**Problem requirements:** Make an exact copy of the data below, leaving out every picture.

**Information given:**
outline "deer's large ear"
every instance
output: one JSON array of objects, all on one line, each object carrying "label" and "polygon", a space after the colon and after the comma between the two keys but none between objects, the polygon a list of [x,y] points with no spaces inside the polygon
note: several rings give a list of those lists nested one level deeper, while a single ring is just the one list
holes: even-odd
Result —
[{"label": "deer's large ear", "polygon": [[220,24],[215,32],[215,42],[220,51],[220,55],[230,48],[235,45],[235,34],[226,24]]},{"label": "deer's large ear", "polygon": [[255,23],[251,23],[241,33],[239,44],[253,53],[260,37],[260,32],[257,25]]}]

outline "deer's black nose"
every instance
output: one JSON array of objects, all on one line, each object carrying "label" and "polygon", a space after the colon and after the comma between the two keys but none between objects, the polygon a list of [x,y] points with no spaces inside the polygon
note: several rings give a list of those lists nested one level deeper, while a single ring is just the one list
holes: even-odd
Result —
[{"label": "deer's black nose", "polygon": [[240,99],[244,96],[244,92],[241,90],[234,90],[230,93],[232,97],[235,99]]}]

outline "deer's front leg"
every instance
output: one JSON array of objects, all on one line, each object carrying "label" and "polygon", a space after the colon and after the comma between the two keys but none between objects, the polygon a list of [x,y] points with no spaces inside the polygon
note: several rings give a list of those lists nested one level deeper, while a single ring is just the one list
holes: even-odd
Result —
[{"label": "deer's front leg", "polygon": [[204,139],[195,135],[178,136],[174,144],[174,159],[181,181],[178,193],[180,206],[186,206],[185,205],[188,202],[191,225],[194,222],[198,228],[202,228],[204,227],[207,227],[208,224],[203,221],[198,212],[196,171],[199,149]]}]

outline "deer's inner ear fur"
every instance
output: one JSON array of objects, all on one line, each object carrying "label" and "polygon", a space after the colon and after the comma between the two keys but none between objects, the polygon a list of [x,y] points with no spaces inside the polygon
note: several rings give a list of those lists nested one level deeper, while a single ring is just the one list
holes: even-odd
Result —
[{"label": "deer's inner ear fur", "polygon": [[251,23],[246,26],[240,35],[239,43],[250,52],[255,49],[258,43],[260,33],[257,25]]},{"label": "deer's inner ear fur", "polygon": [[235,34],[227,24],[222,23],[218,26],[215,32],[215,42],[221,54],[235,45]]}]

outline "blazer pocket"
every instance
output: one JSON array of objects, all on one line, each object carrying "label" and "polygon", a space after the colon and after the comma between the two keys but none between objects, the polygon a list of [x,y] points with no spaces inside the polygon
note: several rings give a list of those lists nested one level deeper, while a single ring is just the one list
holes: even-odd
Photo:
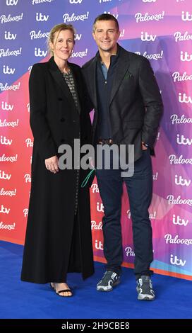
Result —
[{"label": "blazer pocket", "polygon": [[133,130],[135,128],[142,128],[143,125],[143,120],[128,120],[126,122],[126,127],[129,130]]}]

**Result for this task:**
outline "deer's large ear"
every instance
output: one JSON array of objects, all on one line, each object carrying "label" and "polygon", a space after the colon and after the comma between the two keys but none between objects, the polygon a list of [x,y] points with no spaces inside the polygon
note: several rings give a list of those lists nested one level deeper, while a single ring is just the one list
holes: even-odd
Result —
[{"label": "deer's large ear", "polygon": [[220,24],[215,32],[215,42],[220,51],[220,55],[230,48],[235,45],[235,34],[226,24]]},{"label": "deer's large ear", "polygon": [[255,23],[251,23],[241,33],[239,44],[253,53],[260,37],[260,32],[257,25]]}]

outline "deer's black nose"
every instance
output: one JSON array of objects, all on one line, each object carrying "label" and "polygon", a space after the colon and after the comma between the two keys but none between objects, the polygon a list of [x,y] points with no spaces inside the polygon
note: several rings give a list of those lists nested one level deeper, while a single ring is just the one list
holes: even-odd
Result —
[{"label": "deer's black nose", "polygon": [[240,99],[244,96],[244,92],[241,90],[234,90],[230,93],[232,97],[235,99]]}]

outline "deer's front leg"
every instance
output: one JSON array of objects, all on one line, each object carrying "label" and "polygon", a space after the colon and after the comma between the two keys but none between objects, the polygon a list of [x,y] points with no spaces inside the polygon
note: several rings give a list of those lists nested one level deeper, while a single ring is just the one list
holes: even-odd
Result —
[{"label": "deer's front leg", "polygon": [[204,139],[195,135],[178,136],[174,144],[174,159],[181,181],[178,193],[180,206],[186,206],[185,205],[188,202],[191,225],[194,222],[198,228],[202,228],[204,227],[207,227],[208,224],[203,221],[198,212],[196,171],[199,149]]}]

outline "deer's inner ear fur"
every instance
output: one JSON array of objects, all on one line, each object carrying "label" and "polygon", a space after the colon and after the comma between the two keys but none between objects, the polygon a list of [x,y] points with no spaces inside the polygon
note: several rings give a list of those lists nested one level deeper, while a single ring is just the one list
holes: even-odd
Result —
[{"label": "deer's inner ear fur", "polygon": [[251,23],[246,26],[240,35],[239,43],[250,52],[255,49],[258,43],[260,33],[257,25]]},{"label": "deer's inner ear fur", "polygon": [[235,34],[227,24],[222,23],[218,26],[215,32],[215,42],[221,54],[235,45]]}]

outline "blazer pocket"
every instance
output: one JSON array of objects, all on one line, each object carrying "label" and "polygon", a space after the colon and after the comma between the two keys but none between objects, the polygon a list of [x,y] points with no spaces inside the polygon
note: several rings give a list of those lists nested one level deeper, while a single ring is just the one list
holes: even-odd
Photo:
Result —
[{"label": "blazer pocket", "polygon": [[133,130],[135,128],[142,128],[143,125],[143,120],[128,120],[126,122],[126,127],[129,130]]}]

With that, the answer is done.